**WHAT IS REQUIRED**
Every record that follows should be printed verbatim.

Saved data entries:
########

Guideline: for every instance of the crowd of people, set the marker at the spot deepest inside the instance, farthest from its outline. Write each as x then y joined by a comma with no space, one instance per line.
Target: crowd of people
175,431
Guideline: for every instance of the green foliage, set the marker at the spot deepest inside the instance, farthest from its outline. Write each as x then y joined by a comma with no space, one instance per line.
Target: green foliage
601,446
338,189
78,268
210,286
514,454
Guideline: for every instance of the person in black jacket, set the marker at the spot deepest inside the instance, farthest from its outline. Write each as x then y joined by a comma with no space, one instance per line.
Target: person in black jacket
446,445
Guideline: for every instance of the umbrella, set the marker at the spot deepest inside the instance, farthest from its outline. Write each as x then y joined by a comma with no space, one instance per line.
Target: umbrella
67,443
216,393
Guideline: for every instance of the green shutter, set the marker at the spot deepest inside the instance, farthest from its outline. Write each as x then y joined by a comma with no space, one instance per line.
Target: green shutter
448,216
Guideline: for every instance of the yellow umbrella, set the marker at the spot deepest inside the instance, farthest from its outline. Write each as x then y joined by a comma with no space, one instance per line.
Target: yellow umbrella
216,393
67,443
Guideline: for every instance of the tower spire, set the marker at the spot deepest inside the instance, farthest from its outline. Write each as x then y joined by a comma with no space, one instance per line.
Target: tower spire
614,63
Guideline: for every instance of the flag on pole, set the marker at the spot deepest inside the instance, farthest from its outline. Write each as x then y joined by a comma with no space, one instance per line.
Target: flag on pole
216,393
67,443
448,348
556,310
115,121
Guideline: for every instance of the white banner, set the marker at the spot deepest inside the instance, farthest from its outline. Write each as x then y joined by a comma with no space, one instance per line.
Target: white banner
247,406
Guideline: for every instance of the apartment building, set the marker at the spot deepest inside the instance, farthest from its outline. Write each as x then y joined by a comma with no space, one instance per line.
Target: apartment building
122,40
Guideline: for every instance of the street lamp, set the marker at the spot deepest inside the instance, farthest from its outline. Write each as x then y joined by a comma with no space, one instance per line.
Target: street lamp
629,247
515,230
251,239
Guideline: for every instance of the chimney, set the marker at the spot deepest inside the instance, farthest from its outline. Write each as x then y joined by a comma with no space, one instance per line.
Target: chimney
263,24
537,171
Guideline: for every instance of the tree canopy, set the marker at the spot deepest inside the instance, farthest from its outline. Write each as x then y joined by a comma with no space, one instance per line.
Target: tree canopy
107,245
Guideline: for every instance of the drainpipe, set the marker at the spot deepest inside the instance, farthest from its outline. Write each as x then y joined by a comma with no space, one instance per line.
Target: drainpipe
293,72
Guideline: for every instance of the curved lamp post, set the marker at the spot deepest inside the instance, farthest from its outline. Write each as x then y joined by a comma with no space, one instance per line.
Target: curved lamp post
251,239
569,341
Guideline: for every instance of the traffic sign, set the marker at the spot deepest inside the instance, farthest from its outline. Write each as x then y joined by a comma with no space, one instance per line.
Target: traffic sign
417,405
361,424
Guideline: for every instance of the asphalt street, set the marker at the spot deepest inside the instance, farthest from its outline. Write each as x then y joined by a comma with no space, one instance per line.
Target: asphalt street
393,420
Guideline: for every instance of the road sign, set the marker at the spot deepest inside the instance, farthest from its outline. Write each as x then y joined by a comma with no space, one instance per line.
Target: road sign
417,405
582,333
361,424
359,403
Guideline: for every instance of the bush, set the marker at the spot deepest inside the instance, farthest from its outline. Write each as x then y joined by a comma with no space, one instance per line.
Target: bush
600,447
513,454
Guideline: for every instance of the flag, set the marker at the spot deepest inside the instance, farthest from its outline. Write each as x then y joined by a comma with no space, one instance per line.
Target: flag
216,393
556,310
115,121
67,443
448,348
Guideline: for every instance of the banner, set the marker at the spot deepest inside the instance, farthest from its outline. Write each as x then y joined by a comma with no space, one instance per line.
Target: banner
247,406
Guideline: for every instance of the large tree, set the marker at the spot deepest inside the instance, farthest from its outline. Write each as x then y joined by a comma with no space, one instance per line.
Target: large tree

########

**OUTPUT**
Guideline: for every instance of the crowd of people, set the marker at the spot deepest inside the instance, farthest from its outline. Write each as x then y joined by a comma with no space, one instance per line.
Target: crowd of people
175,431
Guideline: for every instance of the green foliage, set the marker at the spot deepest inside the instance, farthest from its outline. Write each as x then y joined by a comma with no space, one instance per line.
Target: green foliage
601,446
338,189
78,268
210,286
514,454
Guideline: for every instance of the person in black jacket, set the marker at the spot deepest inside the instance, farthest from its outline. Write each as x then y joined by a comma with no space, one instance per line.
Target: person in black jacket
446,445
Guideline: for every instance of the umbrella, set the marker at the spot deepest inside the instance, farthest from its outline. Write each as x then y joined by a comma with no space, one instance per line.
Target: umbrella
67,443
216,393
Guideline: for every instance of the green shutter, set the marker at the spot deepest inside the instance, farthest from its outline. Write each as x then y joined by a comma with no space, one instance per line.
Target: green shutter
448,216
Guideline: for every instance of the yellow umbrella, set the marker at the spot deepest inside the instance, farthest from its outline. Write each as x then y joined by a comma with no space, one instance per line.
Target: yellow umbrella
216,393
67,443
Guideline: for every instance of the tower spire, set the marker at the spot deepest inside the instance, farthest from its outline. Write each as x then y joined by a comma with no space, one instance per line.
Target: tower spire
614,63
Guideline: for every instance of the flag on pole, set the marker at the spot deepest inside the instance, farthest from its outline. Write each as x then y joined by a comma with no space, one instance per line.
Target: flag on pole
216,393
67,443
448,348
556,310
115,121
Guideline: for every instance of the white banner, set the marker at the spot deepest inside the instance, farthest from its outline. Write each as x then y joined by a comma with no space, one instance per line.
Target: white banner
247,406
Guideline: for every instance of the apartment building, set the marker at the spot deepest inside the instance, farthest from its outline. Write each as x then y joined by a comma with no space, one instance per line.
Target: apartment building
122,40
Guideline: for every instance of the street lamp, set the marker at the spot deepest inside the instance, farthest from its outline. Write each as x then y joined by a comma with no space, one instance per line.
Target: street lamp
629,247
515,230
251,239
Guideline: for every instance of the chimney, set the marker at the spot deepest inside the instance, farthest from its outline. Write each as x then y joined by a comma with no space, one instance per line.
Target: chimney
263,24
537,171
Guideline: for every instance of the tree canopy, set the marker at the spot deepest inside the instance, farthest from its outline. Write each as x then y joined by a comma with no space, one instance per line.
Target: tree canopy
107,245
Guideline: for every instance of the drainpipe, set the marker at the spot deepest inside the instance, farthest from its outline. Write each as x then y joined by a comma with no space, one instance per line.
Target: drainpipe
293,72
Guideline: for every instance of the curved lamp post, set the marker at the spot deepest inside the instance, farthest from its outline. Write each as x then y joined by a comma with no space, one instance per line.
Target: curved lamp post
251,239
569,341
Guideline: for every instance of the traffic sign, set the marker at the spot deepest inside the instance, farthest from its outline. Write each as x then y joined by a comma with no space, one instance per line.
Target: traffic sign
417,405
361,424
Guideline: for every instance of the asphalt street, set the marker at the spot deepest inside the instance, farthest from its outline. Write each as x then y joined by a comma with no space, one instance per line.
Target: asphalt street
393,420
Guideline: for every instance of the road sign, set the marker at the spot deepest inside the instance, farthest from its outline. Write each as x then y joined by a comma with no space, one instance per line.
Target: road sign
417,405
582,333
361,424
359,403
Guideline: for every instance of the bush, set the marker at the spot deepest inside the instance, farthest from its outline. Write each as x then y joined by a comma with no space, one instance per line.
Target: bush
600,447
513,454
Guideline: for every instance of the flag, set the marker at the spot deepest inside the instance, farthest from its outline. Write each as x then y joined by a comma with no space, one instance per line.
Target: flag
216,393
556,310
115,121
67,443
448,348
Guideline: for every instance of the banner, set the marker at the spot deepest inside the instance, farthest from its outline. Write each as x then y joined by a comma with no space, one instance per line.
Target: banner
247,406
Guideline: for every instance of the large tree, set the marker at the spot deepest inside the instance, farthest from its outline. Write each as x then y joined by a comma with no space, one instance per line.
Target: large tree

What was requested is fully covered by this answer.